• Work order
In full and word for word, restate the lines of the listing.

• Data provided
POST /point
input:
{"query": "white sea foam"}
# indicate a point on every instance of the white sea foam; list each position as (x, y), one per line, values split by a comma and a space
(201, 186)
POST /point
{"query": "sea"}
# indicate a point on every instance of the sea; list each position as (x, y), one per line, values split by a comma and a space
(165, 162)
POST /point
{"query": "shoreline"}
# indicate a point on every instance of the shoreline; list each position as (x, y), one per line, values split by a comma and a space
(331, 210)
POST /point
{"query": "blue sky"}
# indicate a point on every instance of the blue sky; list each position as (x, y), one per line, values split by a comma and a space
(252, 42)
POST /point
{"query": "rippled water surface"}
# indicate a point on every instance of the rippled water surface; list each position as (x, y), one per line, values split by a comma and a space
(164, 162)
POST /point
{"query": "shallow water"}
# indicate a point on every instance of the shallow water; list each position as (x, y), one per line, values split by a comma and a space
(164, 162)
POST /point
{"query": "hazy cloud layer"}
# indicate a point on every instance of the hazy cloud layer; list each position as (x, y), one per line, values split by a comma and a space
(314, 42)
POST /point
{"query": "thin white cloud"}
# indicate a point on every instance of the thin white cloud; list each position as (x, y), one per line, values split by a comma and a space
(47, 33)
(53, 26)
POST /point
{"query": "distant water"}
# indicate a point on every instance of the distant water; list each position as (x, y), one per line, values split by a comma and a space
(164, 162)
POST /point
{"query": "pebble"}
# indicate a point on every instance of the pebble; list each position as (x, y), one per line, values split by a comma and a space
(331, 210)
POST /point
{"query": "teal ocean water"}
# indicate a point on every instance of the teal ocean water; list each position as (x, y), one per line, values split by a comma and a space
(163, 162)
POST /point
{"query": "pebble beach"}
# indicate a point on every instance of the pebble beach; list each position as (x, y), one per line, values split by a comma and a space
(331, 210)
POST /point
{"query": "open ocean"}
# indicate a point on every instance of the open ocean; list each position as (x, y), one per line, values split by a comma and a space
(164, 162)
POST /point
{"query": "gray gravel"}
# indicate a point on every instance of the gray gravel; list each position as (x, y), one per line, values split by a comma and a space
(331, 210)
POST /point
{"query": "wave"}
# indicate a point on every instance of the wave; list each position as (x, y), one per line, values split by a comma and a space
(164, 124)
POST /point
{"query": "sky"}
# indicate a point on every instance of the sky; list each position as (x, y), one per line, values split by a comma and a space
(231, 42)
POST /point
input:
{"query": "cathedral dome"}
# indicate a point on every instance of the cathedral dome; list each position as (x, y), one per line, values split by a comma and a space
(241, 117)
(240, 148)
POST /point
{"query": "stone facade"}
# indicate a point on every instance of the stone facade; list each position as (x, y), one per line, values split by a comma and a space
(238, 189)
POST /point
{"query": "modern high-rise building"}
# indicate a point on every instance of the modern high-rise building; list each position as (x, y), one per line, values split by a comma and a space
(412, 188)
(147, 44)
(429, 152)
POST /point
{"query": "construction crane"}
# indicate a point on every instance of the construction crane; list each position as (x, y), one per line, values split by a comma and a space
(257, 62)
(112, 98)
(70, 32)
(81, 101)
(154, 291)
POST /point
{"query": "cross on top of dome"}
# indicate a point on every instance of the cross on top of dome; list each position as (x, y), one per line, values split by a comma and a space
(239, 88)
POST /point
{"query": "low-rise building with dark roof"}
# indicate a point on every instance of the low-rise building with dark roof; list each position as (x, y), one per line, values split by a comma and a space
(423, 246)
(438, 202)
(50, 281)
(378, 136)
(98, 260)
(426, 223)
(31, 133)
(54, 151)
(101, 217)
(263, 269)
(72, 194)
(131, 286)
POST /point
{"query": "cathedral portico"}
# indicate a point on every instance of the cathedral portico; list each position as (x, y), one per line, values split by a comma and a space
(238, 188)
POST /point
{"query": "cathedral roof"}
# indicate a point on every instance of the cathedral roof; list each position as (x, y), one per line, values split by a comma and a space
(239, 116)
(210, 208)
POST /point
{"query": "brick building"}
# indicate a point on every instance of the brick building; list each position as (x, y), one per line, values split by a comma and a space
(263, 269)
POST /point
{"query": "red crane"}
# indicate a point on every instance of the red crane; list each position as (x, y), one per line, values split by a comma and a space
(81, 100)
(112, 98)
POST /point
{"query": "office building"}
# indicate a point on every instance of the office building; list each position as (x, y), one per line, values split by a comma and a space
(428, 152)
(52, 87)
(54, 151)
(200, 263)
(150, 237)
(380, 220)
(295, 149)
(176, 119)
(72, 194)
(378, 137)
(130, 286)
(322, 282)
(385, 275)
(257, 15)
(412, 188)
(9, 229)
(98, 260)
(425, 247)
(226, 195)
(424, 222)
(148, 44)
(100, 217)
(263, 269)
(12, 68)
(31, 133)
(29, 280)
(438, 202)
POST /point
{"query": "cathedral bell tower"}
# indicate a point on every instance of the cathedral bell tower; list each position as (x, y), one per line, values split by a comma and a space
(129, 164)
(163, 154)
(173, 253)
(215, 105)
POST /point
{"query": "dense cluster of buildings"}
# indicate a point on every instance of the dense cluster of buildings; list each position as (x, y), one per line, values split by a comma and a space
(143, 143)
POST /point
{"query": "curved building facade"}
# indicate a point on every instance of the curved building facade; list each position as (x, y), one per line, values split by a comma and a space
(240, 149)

• Task answer
POST /point
input:
{"query": "white sea foam"}
# indicate a point on every instance of the white sea foam; list each position as (x, y), one per line, values split by a comma and a space
(201, 186)
POST /point
{"query": "sea"}
# indicate a point on every instance of the sea; list each position as (x, y), one per line, values split by a comma and a space
(165, 162)
POST /point
{"query": "shoreline"}
# indicate a point on every instance of the shoreline; list each position as (x, y), one per line, values split by a comma and a space
(331, 210)
POST /point
{"query": "blue sky"}
# indicate a point on every instance of the blue sky; list each position as (x, y), one per line, values split by a comma and a space
(252, 42)
POST /point
{"query": "rippled water surface"}
# indicate a point on every instance of the rippled water surface; list each position as (x, y), one per line, values split by a comma and a space
(164, 162)
POST /point
{"query": "shallow water"}
# indicate a point on every instance of the shallow water; list each position as (x, y), one per line, values split by a comma and a space
(164, 162)
POST /point
{"query": "hazy cloud layer"}
# indicate a point on every instance of the hazy cloud layer; list each position as (x, y), one per line, values split by a comma and a space
(314, 42)
POST /point
{"query": "thin white cloud"}
# indicate a point on every instance of the thin white cloud; list each position as (x, y), one per line, values split by a comma and a space
(47, 33)
(53, 26)
POST /point
{"query": "distant water"}
# indicate a point on every instance of the distant water; list each position as (x, y), one per line, values split by a comma and a space
(164, 162)
POST /point
{"query": "pebble"}
# indicate a point on every instance of the pebble; list each position as (x, y), one per line, values split by a comma and a space
(331, 210)
POST /point
{"query": "teal ocean water"}
# indicate a point on every instance of the teal ocean water; list each position as (x, y), one per line, values split by a comma and a space
(163, 162)
POST /point
{"query": "pebble beach"}
# indicate a point on every instance of the pebble beach; list each position as (x, y), one per line, values split by a comma and a space
(331, 210)
POST /point
{"query": "open ocean"}
# indicate a point on every instance of the open ocean; list each position as (x, y), one per line, values split by a comma and a space
(164, 162)
POST /point
{"query": "gray gravel"}
# indicate a point on every instance of the gray gravel; list each position as (x, y), one per line, values split by a comma and a space
(331, 210)
POST /point
{"query": "wave"}
# indicate a point on every instance of the wave; list each position as (x, y), one per line, values split by a comma and a space
(164, 124)
POST /point
{"query": "sky"}
# indicate a point on every instance of the sky; list each position as (x, y), one per line, values split by a comma and a space
(231, 42)
POST /point
input:
{"query": "cathedral dome"}
# indicate a point on every instance of the cathedral dome; list each position as (x, y), one per line, values split by a comma and a space
(241, 117)
(240, 148)
POST /point
{"query": "stone facade"}
# indicate a point on every instance of the stone facade; list each position as (x, y), one per line, values split by a comma and a space
(238, 189)
POST /point
{"query": "modern high-rise building"}
# indicate a point on every instance of the modern high-rise building; list each position as (x, y), one per line, values split by a comma and a space
(412, 188)
(147, 44)
(429, 152)
POST /point
{"query": "construction crane"}
# indicate a point on every instance of the construction crane; list each position as (x, y), one per line, values split by a comma and a space
(257, 62)
(112, 98)
(70, 32)
(81, 101)
(154, 291)
POST /point
{"query": "cross on top of dome"}
# indicate a point on every instance of the cross on top of dome; list each position as (x, y), one per line, values split by a comma and a space
(239, 88)
POST /point
{"query": "low-rise building with dark roof"}
# indicate a point on every instance of the low-rise building with dark roof; list each position as (x, y), one per line, values split by a comma and a space
(423, 246)
(438, 202)
(50, 281)
(378, 136)
(98, 260)
(426, 223)
(31, 133)
(54, 151)
(101, 217)
(263, 269)
(72, 194)
(131, 286)
POST /point
{"query": "cathedral portico"}
# indicate a point on every instance of the cathedral portico; list each position as (x, y), one per line, values split by a comma and a space
(238, 188)
POST /point
{"query": "cathedral roof"}
# indicate a point on every instance of the cathedral roof; list each position as (x, y), one per line, values split by a comma and a space
(239, 116)
(210, 208)
POST /point
{"query": "brick building"}
# indicate a point on every instance of the brick building; list each position as (x, y), one per line, values split by a comma and a space
(263, 269)
POST /point
{"query": "red crane"}
# indicate a point on every instance of the red crane; list each position as (x, y), one per line, values split by a comma and a space
(81, 100)
(112, 98)
POST /point
{"query": "office building"}
# indicate a point on every instance of the office building; list each position as (x, y), one per line, values split by a comma and a space
(428, 152)
(52, 87)
(54, 151)
(200, 263)
(150, 237)
(380, 220)
(295, 149)
(176, 119)
(72, 194)
(378, 137)
(130, 286)
(322, 282)
(385, 275)
(257, 15)
(412, 188)
(9, 229)
(98, 260)
(425, 247)
(226, 195)
(424, 222)
(148, 44)
(100, 217)
(263, 269)
(12, 68)
(31, 133)
(29, 280)
(438, 202)
POST /point
{"query": "cathedral bell tower"}
# indicate a point on every instance of the cathedral bell tower; list each position as (x, y), one per line, values split by a comma and a space
(129, 164)
(163, 154)
(173, 253)
(215, 105)
POST /point
{"query": "dense cluster of buildings"}
# indicate a point on every instance of the dense cluster of buildings; list each position as (x, y), one per line, values split by a comma and a space
(143, 143)
POST /point
{"query": "curved building facade"}
# indicate a point on every instance of the curved building facade; list each position as (x, y), one per line, values split by a comma and a space
(240, 149)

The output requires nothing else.